Location identification items
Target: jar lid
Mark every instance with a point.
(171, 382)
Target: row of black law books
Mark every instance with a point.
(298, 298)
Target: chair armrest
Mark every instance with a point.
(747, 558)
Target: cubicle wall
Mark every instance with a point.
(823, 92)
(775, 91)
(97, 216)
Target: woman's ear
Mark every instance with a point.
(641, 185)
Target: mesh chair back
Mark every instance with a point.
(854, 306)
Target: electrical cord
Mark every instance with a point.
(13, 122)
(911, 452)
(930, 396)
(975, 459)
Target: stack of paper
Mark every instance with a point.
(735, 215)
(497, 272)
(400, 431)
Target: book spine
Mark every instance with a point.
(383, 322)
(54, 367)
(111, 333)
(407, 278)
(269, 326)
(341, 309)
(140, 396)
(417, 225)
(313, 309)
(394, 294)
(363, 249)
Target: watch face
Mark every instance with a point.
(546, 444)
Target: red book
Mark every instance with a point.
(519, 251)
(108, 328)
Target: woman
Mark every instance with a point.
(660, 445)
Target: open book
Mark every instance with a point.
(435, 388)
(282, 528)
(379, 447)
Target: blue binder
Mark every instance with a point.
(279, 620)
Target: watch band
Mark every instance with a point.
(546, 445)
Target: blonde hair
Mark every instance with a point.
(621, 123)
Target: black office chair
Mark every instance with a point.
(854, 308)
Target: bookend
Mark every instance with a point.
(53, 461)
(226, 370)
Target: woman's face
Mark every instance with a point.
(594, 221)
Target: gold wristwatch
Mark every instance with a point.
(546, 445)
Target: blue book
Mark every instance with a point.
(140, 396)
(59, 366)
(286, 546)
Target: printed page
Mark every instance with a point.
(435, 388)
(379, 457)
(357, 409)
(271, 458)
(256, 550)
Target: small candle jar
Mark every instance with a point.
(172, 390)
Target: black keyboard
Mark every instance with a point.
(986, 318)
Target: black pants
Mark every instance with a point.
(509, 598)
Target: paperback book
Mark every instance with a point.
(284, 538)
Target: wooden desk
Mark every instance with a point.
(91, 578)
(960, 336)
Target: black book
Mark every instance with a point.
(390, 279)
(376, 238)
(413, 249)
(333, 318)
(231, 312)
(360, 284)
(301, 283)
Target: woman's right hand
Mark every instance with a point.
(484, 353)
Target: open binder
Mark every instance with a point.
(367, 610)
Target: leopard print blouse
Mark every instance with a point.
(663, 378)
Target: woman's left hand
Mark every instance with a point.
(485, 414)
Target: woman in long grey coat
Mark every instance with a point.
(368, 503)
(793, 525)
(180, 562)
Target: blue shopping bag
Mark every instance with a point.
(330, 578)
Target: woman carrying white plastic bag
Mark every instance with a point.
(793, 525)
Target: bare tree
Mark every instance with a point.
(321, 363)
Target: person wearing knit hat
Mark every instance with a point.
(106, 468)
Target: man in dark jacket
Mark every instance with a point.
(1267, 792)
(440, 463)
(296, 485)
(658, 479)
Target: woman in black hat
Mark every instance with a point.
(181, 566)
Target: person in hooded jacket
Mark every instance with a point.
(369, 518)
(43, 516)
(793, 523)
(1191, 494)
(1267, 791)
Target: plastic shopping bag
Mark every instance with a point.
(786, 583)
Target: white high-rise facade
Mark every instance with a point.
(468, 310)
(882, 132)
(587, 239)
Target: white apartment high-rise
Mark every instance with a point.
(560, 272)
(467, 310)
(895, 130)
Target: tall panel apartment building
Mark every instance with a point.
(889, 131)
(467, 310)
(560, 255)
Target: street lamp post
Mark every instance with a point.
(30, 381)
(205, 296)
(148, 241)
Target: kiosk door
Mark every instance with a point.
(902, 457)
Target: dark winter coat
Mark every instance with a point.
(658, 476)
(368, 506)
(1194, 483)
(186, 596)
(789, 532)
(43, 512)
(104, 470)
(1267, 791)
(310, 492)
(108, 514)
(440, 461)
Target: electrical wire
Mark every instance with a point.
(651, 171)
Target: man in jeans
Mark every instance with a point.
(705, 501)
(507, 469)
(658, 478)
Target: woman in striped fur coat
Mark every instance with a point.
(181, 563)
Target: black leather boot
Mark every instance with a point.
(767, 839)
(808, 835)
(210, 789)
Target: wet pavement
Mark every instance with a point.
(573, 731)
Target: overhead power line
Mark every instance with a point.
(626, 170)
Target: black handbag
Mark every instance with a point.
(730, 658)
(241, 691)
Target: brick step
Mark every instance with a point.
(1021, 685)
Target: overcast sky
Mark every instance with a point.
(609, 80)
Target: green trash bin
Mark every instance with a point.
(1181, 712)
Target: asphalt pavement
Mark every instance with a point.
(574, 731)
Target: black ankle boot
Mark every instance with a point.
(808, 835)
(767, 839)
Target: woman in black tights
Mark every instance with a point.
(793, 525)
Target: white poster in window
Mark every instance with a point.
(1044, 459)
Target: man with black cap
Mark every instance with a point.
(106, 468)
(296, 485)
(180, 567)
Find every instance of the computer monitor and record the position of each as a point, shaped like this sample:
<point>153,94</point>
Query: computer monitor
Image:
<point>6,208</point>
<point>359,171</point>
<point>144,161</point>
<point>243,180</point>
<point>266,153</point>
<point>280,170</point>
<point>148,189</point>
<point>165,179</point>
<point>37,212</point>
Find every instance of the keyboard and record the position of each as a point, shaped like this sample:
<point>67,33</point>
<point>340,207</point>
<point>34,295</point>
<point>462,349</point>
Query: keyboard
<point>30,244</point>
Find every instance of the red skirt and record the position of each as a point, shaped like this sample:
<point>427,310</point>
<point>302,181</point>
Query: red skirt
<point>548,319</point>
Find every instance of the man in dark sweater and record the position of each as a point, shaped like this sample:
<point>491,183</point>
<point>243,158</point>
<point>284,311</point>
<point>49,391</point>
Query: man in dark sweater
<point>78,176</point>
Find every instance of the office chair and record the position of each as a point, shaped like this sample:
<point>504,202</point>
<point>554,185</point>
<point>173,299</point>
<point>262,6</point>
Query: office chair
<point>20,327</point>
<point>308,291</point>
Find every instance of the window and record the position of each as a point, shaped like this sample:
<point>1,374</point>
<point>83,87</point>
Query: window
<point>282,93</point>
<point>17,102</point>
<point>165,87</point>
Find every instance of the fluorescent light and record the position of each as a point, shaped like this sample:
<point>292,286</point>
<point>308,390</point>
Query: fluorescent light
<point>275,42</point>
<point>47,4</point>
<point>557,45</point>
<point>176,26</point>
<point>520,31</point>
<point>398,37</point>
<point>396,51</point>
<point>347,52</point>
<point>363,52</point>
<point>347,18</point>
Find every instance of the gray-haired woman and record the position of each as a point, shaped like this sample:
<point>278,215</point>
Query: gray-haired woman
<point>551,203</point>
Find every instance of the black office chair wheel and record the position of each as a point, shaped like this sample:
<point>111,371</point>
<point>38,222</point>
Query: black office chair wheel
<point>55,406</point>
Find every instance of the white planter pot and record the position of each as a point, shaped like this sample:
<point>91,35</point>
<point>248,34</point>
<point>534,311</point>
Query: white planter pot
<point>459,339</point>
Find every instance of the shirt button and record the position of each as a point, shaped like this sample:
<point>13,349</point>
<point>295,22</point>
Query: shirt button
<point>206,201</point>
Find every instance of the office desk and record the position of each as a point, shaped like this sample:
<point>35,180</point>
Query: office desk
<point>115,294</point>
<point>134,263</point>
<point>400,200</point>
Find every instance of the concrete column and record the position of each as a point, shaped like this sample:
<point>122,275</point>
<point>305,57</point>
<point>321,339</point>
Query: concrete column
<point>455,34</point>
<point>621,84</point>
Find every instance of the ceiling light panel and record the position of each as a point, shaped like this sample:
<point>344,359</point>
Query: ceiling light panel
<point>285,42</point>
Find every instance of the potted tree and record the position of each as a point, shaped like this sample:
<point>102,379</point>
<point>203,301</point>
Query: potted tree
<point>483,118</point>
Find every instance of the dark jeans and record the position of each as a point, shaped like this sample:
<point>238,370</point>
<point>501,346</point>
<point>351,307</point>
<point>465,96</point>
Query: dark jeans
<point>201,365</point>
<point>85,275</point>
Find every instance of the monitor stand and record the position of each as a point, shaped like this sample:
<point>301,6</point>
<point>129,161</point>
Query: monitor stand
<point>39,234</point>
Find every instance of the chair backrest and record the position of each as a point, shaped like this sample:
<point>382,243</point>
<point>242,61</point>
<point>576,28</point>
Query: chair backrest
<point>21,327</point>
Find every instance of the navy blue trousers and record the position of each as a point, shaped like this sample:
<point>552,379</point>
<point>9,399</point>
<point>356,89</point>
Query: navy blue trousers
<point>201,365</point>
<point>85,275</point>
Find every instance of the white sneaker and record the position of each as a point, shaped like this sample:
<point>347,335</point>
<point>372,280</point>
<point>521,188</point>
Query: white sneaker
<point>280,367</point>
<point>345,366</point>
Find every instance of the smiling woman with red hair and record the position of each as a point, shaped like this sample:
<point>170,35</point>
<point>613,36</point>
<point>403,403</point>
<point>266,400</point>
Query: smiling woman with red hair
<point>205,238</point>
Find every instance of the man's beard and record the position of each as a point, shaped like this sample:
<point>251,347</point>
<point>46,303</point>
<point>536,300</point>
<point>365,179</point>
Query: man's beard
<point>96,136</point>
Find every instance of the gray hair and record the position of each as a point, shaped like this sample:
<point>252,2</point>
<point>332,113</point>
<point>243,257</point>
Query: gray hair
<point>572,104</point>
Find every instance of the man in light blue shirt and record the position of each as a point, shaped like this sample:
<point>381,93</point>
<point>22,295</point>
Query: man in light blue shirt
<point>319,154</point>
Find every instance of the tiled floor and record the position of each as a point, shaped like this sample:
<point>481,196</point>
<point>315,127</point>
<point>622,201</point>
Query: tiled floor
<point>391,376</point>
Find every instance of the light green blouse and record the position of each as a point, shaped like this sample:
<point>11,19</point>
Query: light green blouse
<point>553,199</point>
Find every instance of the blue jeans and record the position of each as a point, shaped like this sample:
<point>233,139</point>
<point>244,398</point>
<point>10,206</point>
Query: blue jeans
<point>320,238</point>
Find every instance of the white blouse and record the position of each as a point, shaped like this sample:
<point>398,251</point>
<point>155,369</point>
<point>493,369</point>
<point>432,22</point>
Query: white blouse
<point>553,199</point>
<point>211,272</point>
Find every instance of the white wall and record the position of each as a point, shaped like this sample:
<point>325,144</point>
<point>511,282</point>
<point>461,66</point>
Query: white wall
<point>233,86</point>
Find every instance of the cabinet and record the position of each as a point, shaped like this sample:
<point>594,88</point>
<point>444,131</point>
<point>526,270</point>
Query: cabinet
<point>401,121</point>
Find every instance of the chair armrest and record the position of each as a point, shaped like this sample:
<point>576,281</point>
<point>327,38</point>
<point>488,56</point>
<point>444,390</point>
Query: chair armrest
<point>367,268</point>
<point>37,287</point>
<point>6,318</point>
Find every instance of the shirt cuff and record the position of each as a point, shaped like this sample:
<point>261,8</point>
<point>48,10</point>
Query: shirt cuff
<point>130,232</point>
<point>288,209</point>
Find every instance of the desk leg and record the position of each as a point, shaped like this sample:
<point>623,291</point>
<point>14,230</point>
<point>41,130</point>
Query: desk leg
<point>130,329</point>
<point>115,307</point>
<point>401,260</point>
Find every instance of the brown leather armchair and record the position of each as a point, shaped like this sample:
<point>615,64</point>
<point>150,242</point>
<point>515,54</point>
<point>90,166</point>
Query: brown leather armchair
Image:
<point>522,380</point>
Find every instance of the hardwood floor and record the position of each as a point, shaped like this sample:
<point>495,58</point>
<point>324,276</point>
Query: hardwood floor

• _Exercise goal_
Set down exactly what runs from the line with "Find every instance of the chair armrest" to the last line of the data above, including both of those lines and no others.

• _Exercise answer_
Find every instance of the chair armrest and record the position of each as a point, shaped like this sample:
<point>576,281</point>
<point>327,38</point>
<point>488,56</point>
<point>444,390</point>
Query: chair armrest
<point>367,268</point>
<point>37,287</point>
<point>6,318</point>
Find every instance of the shirt cuff and record the position of each as a point, shaped like this sample:
<point>261,8</point>
<point>48,10</point>
Query: shirt cuff
<point>130,232</point>
<point>288,209</point>
Find every instance of the desk leg and record the position of each as a point, shaped like this sample:
<point>623,291</point>
<point>14,230</point>
<point>41,130</point>
Query: desk leg
<point>130,329</point>
<point>115,307</point>
<point>401,260</point>
Find every instance of the brown leather armchair and record the position of each as a point, shaped like this sample:
<point>615,64</point>
<point>150,242</point>
<point>515,54</point>
<point>90,166</point>
Query: brown leather armchair
Image:
<point>522,380</point>
Find every instance of the hardwood floor and record the position of each as a point, shaped like this sample:
<point>495,58</point>
<point>324,276</point>
Query: hardwood floor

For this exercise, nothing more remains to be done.